Figure 3 is representative of tests with moderately high sensitivity and specificity, and is the appropriate model to use when test performance is unknown but thought to be acceptable. Figure 4 illustrates how tests with high specificity and low sensitivity are useful in ruling diagnoses in—SPin. If the prevalence of the condition is very low (as it is with screening), a test has to be very highly specific to reduce the number of false-positive results to an acceptable level. Figure 5 illustrates that the more sensitive a test, the better it is at ruling out a diagnosis—SNout. Figure 6 illustrates how post-test probability changes with a series of tests (including items from the history and examination). The logarithmic axis enables the graph to show the discriminatory power of the tests at the ends of the spectrum.

Figure 4

SpIn—rule of thumb for using a test with high specificity and low sensitivity. For example, HbA1c≥6.5% for diagnosing diabetes has 99% specificity and 30% sensitivity, and positive and negative likelihood ratios 30 and 0.7.6 The horizontal line shows the threshold for action. Upward-sloping lines point to positive predictive values. Downward-sloping lines point to negative predictive values. The angles of the prediction lines reflect the likelihood ratios. Thick prediction lines show results that change management. Thin prediction lines show results that will not change management. The gentle downward and steep upward slopes of the prediction lines reflect the combination of low sensitivity and high specificity. This figure is only reproduced in colour in the online version.
________________________________________
List of tasks >>
1. Answer these questions from the diagnostic testing text.
(a) What HbA1c value is given as the cutoff for diagnosing diabetes in the example?
(b) What does the horizontal line in Figure 4 show?
(c) What does the logarithmic axis let the graph show?
2. Translate this sentence from the diagnostic testing text into Spanish: "Upward-sloping lines point to positive predictive values."
3. In the diagnostic testing text, copy word for word the part from "Figure 3 is" to "of the spectrum.".
________________________________________
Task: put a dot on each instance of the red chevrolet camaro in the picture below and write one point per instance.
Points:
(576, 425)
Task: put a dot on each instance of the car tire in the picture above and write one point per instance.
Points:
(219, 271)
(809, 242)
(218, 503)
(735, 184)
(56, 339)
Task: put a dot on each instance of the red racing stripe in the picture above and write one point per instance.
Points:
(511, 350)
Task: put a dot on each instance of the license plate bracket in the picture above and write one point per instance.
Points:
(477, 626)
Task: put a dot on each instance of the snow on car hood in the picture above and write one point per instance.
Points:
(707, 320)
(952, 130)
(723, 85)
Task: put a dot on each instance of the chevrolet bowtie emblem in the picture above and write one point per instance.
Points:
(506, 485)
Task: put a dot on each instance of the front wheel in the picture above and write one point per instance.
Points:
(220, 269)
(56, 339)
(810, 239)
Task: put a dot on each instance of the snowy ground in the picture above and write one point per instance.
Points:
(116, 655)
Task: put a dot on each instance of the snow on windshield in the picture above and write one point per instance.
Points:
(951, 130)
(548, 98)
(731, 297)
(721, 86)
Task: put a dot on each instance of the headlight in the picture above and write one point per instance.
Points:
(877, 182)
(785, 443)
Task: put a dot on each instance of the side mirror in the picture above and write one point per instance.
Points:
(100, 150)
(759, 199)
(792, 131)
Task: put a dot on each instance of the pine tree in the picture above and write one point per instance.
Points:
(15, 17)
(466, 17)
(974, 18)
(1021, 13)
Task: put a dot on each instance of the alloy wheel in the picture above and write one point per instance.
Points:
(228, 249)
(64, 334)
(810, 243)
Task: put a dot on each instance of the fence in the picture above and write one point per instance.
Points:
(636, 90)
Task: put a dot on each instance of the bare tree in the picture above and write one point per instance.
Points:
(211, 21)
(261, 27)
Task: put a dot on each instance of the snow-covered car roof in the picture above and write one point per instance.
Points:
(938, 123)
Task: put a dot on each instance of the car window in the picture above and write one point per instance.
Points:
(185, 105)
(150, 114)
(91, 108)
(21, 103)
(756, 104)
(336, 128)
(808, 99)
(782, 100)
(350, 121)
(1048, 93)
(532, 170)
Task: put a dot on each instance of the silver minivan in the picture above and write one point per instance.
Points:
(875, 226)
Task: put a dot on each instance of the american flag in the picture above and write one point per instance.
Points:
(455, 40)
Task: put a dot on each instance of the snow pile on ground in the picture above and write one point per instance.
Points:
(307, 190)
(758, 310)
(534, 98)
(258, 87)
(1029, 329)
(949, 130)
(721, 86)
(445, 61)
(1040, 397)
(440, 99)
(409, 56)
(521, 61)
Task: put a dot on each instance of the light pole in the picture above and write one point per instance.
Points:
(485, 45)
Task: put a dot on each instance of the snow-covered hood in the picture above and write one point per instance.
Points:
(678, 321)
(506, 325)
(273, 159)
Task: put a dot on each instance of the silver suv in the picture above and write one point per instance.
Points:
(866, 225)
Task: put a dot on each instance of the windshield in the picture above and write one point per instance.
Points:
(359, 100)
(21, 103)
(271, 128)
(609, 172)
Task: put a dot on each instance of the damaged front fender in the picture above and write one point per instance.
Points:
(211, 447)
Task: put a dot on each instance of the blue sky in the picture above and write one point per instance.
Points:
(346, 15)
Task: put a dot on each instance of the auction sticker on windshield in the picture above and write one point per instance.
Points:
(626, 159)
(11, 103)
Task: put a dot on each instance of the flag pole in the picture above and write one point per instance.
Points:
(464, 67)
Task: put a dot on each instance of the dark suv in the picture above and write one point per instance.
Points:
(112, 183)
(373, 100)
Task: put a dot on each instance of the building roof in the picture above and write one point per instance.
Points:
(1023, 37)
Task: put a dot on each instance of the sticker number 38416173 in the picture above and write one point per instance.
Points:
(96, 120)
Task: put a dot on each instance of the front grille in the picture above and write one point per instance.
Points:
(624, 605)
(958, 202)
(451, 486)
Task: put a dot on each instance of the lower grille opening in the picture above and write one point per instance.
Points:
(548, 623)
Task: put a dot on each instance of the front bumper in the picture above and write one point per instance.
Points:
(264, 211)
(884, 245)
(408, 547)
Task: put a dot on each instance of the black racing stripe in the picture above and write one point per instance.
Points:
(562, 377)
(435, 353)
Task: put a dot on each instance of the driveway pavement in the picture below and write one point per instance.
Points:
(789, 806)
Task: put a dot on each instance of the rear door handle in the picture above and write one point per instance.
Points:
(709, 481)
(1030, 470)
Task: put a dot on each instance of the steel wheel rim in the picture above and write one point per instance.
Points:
________________________________________
Responses in order >>
1.
(a) HbA1c≥6.5%
(b) The threshold for action
(c) The discriminatory power of the tests at the ends of the spectrum

2. Las líneas con pendiente ascendente señalan los valores predictivos positivos.

3.
Figure 3 is representative of tests with moderately high sensitivity and specificity, and is the appropriate model to use when test performance is unknown but thought to be acceptable. Figure 4 illustrates how tests with high specificity and low sensitivity are useful in ruling diagnoses in—SPin. If the prevalence of the condition is very low (as it is with screening), a test has to be very highly specific to reduce the number of false-positive results to an acceptable level. Figure 5 illustrates that the more sensitive a test, the better it is at ruling out a diagnosis—SNout. Figure 6 illustrates how post-test probability changes with a series of tests (including items from the history and examination). The logarithmic axis enables the graph to show the discriminatory power of the tests at the ends of the spectrum.